» DOCUMENTO
Opinião

Bitcoin não é moeda, nem divisa

Autores

  • Gamil Föppel

    é advogado professor da UFBA (Universidade Federal da Bahia) pós doutor em Direito Penal pela USP doutor em Direito pela UFPE e membro das comissões de Reforma da Lei de Lavagem de Dinheiro do Código Penal e da Lei de Execução Penal nomeado pela Câmara dos Deputados e pelo Senado.

  • Yuri Rangel

    é advogado criminalista especialista em Direito Penal Econômico pela USP pós-graduando em Ciências Criminais pela USP e membro associado do Instituto Brasileiro de Ciências Criminais.

30 de junho de 2020, 13h39

A ligação entre moeda e Direito Penal existe há muitos anos. E, por óbvio, não haveria como exigir que tal ligação, presente ao longo dos anos no curso da história, não estivesse, também, presente no debate envolvendo as criptomoedas. Sobretudo quando, malgrado seja absolutamente possível elencar motivos aptos a atribuir, aos ativos criptografados, o posto de playground para a consumação de diversos crimes econômicos, algumas autoridades públicas — a todo custo — tentam, partindo de infundadas e superficiais premissas, criminalizar a sua mera posse e, por consequência, a sua simples movimentação.

» REGISTROS EXTRAÍDOS

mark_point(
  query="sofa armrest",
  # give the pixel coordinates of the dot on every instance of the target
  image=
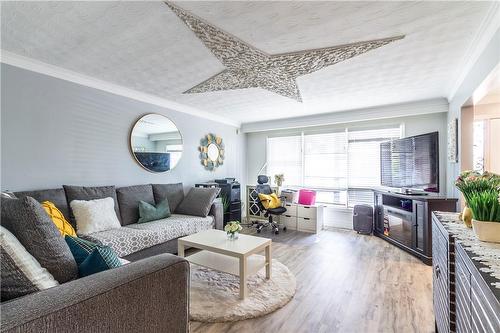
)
(217, 211)
(150, 295)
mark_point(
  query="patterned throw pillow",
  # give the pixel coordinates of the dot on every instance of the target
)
(91, 257)
(57, 217)
(21, 273)
(148, 212)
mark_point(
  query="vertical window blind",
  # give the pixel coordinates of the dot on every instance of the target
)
(340, 165)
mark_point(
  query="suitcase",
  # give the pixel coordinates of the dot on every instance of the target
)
(362, 219)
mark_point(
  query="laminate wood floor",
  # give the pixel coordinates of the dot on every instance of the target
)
(345, 283)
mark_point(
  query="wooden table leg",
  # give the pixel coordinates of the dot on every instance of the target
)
(180, 249)
(269, 260)
(243, 277)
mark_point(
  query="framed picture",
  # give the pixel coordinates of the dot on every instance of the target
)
(453, 141)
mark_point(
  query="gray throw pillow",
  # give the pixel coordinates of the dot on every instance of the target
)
(34, 229)
(174, 193)
(149, 212)
(129, 198)
(89, 193)
(198, 201)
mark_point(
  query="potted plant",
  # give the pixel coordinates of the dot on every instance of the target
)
(233, 229)
(482, 196)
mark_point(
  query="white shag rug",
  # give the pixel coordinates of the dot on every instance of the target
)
(215, 295)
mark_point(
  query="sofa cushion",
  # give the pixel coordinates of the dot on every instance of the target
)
(21, 272)
(125, 240)
(177, 225)
(173, 192)
(89, 193)
(29, 222)
(198, 201)
(56, 196)
(128, 200)
(139, 236)
(94, 215)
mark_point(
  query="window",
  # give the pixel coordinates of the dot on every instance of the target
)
(340, 165)
(325, 160)
(284, 155)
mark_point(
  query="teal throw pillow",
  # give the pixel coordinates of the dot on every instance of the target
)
(80, 248)
(101, 259)
(148, 212)
(90, 257)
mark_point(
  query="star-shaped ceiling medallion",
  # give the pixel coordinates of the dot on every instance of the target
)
(249, 67)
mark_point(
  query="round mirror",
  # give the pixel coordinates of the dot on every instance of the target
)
(156, 143)
(213, 152)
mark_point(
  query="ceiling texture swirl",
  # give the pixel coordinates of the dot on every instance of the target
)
(249, 61)
(249, 67)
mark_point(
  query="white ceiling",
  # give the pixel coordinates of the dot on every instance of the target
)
(146, 47)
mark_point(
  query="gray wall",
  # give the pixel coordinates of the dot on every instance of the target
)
(55, 132)
(488, 60)
(414, 125)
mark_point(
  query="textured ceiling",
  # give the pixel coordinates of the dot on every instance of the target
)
(145, 46)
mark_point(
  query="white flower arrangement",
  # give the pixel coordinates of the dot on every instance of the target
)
(232, 227)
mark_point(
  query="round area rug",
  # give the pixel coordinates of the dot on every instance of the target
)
(215, 295)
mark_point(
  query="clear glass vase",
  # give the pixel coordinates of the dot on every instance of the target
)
(233, 235)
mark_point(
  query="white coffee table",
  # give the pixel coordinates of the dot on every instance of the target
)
(235, 257)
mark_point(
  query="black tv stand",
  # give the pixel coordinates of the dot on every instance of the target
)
(410, 193)
(405, 220)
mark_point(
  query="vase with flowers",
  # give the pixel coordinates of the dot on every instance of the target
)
(233, 229)
(481, 192)
(278, 180)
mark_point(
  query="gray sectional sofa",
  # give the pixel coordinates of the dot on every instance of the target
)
(150, 294)
(135, 241)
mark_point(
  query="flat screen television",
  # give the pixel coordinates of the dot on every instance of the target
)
(411, 163)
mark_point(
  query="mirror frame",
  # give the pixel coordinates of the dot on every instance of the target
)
(132, 149)
(205, 142)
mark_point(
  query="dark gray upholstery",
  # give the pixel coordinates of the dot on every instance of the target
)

» EXERCÍCIO PROPOSTO 1
Em que data e horário foi publicado o artigo sobre o Bitcoin?
» EXERCÍCIO PROPOSTO 2
Escreva a continuação do artigo sobre o Bitcoin, a partir do último parágrafo apresentado.

» RESPOSTA DA TAREFA 1
Em 30 de junho de 2020, às 13h39.

» RESPOSTA DA TAREFA 2
Ao passo que, em épocas outras, seria impensável tratar sobre qualquer variável que, a níveis monetários, se afastasse dos padrões convencionais, hoje, as moedas virtuais, modernas e descentralizadas por essência, são, irrefutavelmente, parte do cotidiano das pessoas que estão inseridas num contexto de reinvenção obrigatória. À guisa do que, brilhantemente, expõe Renato de Mello Jorge Silveira, as criptomoedas, em um brevíssimo espaço de tempo, deixaram de ser algo fora da realidade e, mesmo com severas rejeições iniciais, passaram a se firmar como um negócio e investimento de interesse público [1].

O bitcoin, trilhando — a passos largos — caminho diametralmente oposto ao coadjuvantismo, lidera o movimento de atrair às criptomoedas olhares curiosos e, ao mesmo tempo, sedentos para entender esse novo cenário que, hoje, se apresenta. Presente em sete de cada dez movimentações financeiras relacionadas ao criptoativos e dominando, aproximadamente, 70% do setor ao qual se estabelece [2], seu multifacetado funcional oferece incontáveis possibilidades aos seus possuidores: ela pode ser utilizada como meio de troca (intermédio entre as mercadorias), como reserva de valor (forma de medir a riqueza) ou, apesar de episódico, como unidade de conta (instrumento pelo qual as mercadorias são cotadas). A tendência que se impõe é a de que, cada vez mais, as criptomoedas serão a forma escolhida para, por exemplo, pagar a conta de um café expresso pedido, após o expediente de trabalho, numa livraria de um shopping center.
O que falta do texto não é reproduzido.